"""
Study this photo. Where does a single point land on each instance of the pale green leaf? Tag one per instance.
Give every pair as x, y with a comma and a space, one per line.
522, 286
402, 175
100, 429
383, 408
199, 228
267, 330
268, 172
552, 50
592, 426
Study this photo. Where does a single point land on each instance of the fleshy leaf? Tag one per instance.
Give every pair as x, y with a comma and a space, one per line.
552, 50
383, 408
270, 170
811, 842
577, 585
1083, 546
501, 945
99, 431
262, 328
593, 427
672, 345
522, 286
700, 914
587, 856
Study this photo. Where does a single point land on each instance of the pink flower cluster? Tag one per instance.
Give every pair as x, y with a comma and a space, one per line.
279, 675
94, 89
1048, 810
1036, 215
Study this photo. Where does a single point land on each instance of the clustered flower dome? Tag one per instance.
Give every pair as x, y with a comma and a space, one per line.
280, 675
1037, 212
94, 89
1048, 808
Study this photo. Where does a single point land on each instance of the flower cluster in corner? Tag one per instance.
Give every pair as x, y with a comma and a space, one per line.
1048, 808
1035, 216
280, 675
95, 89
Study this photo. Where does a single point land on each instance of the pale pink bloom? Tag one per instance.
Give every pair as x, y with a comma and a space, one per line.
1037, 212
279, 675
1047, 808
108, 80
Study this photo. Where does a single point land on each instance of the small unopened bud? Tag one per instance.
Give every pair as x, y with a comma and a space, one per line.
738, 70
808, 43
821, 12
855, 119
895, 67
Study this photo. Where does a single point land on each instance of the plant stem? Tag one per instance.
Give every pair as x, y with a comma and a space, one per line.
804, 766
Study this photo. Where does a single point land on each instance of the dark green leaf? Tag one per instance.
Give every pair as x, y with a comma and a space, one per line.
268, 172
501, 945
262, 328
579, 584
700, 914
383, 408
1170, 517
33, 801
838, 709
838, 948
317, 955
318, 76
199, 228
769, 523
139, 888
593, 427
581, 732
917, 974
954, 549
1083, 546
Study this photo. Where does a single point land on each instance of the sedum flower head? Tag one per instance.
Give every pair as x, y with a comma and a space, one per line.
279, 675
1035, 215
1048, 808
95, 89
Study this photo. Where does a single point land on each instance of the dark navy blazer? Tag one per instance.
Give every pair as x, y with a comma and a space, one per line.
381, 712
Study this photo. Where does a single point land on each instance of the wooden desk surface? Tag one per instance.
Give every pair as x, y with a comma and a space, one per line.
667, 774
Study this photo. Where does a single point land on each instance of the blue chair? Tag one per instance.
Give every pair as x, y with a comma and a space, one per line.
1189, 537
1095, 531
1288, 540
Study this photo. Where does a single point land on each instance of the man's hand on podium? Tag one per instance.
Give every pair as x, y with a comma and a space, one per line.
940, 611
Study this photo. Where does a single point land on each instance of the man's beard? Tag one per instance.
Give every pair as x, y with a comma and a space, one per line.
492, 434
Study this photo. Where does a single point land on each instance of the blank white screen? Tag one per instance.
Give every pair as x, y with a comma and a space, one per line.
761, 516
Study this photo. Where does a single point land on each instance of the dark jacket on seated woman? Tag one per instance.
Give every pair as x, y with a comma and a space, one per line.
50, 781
"""
(Task to carry out) Can you reproduce all of the items above word for word, keeping every line as it is?

(Result of the task)
Study this photo. Where does a single point land on each instance of the pale green leaf? Tag one per instance.
Give every pair as x, y with a comma and a space, one per line.
522, 286
402, 175
100, 429
383, 408
199, 228
267, 330
268, 172
552, 50
592, 426
Study this photo. Where does a single point land on each instance of the fleshy leaf? Tag one per instance.
Give every pair as x, y with a comma and a space, one per line.
552, 50
383, 408
270, 170
811, 842
577, 585
1083, 546
501, 945
99, 431
262, 328
593, 427
672, 345
522, 286
700, 914
587, 856
Study this photo. Where does a single point land on each instance of the pink flower cluster? Tag one per instance.
Give every pair as x, y with a comma and a space, one per line.
279, 675
94, 89
1048, 810
1036, 215
Study this photo. Where does a single point land on each instance of the clustered flower dome? Tag one per instance.
Give every pair as x, y with a comma and a space, one per line.
280, 675
1037, 212
94, 89
1048, 808
Study this photo. Where does a single point land on each instance of the flower cluster in corner? Tag one per instance.
Give every pair as x, y with a comma and a space, one per line.
1048, 808
1035, 216
280, 675
95, 89
Study this photo. Where does a single point land on each instance of the pale pink bloom? Tag one per instance.
Give every pair as x, y with a comma and a space, one per line.
1037, 212
279, 675
1047, 808
108, 80
Study this photo. Where does a single point land on each instance of the small unopened bud? Tag one per instance.
Give every pair as x, y with a comma and a space, one per line.
738, 70
808, 43
821, 12
855, 119
895, 67
Study this photo. Where does a single point land on each instance of the plant stem? Tag one per instance.
Give every pair as x, y with a comma and a space, one per line.
804, 766
Study this photo. Where does a single point land on each instance of the dark green leaf? Tag one per instance.
Give every pair as x, y with a comma and a space, one per line.
268, 172
501, 945
262, 328
579, 584
700, 914
383, 408
1170, 517
33, 801
838, 709
838, 948
317, 955
318, 76
199, 228
769, 523
139, 888
593, 427
581, 732
917, 974
954, 549
1083, 546
Study this photo. Where does a single point land on each instance of the sedum flower head? Tag one per instance.
Give every pair as x, y with a comma and a space, one per line.
279, 675
1035, 215
1048, 808
95, 89
Study this photo. Where does a single point land on each instance of the dark navy blazer? Tag one per instance.
Give every pair as x, y with a comma and a space, one per line.
381, 712
Study this photo. Where does a single point land on each instance of the wooden desk surface? Tag one per instance.
Give every pair as x, y with a comma and a space, one per line.
667, 774
Study this photo. Where does a single point land on each instance of the blue chair? Tag one per instance.
Give every pair as x, y with a comma and a space, one per line.
1189, 537
1095, 531
1288, 540
Study this photo. Where does a single point land on each instance of the man's hand on podium? Tag one per instance.
Give every pair as x, y with a comma and a space, one per line.
940, 611
Study this photo. Where does a single point land on each instance of the man's beard? Tag one per instance.
Give every pair as x, y with a comma and a space, one per line.
492, 434
Study this photo. Where does a single point land on each instance of the blank white screen? Tag one per instance.
Give every pair as x, y with a comma and a space, one per line.
761, 516
Study this photo. Where does a single point land on each instance of the dark jacket on seated woman? Tag one per instance.
Give every pair as x, y with a comma and a space, one per line.
50, 781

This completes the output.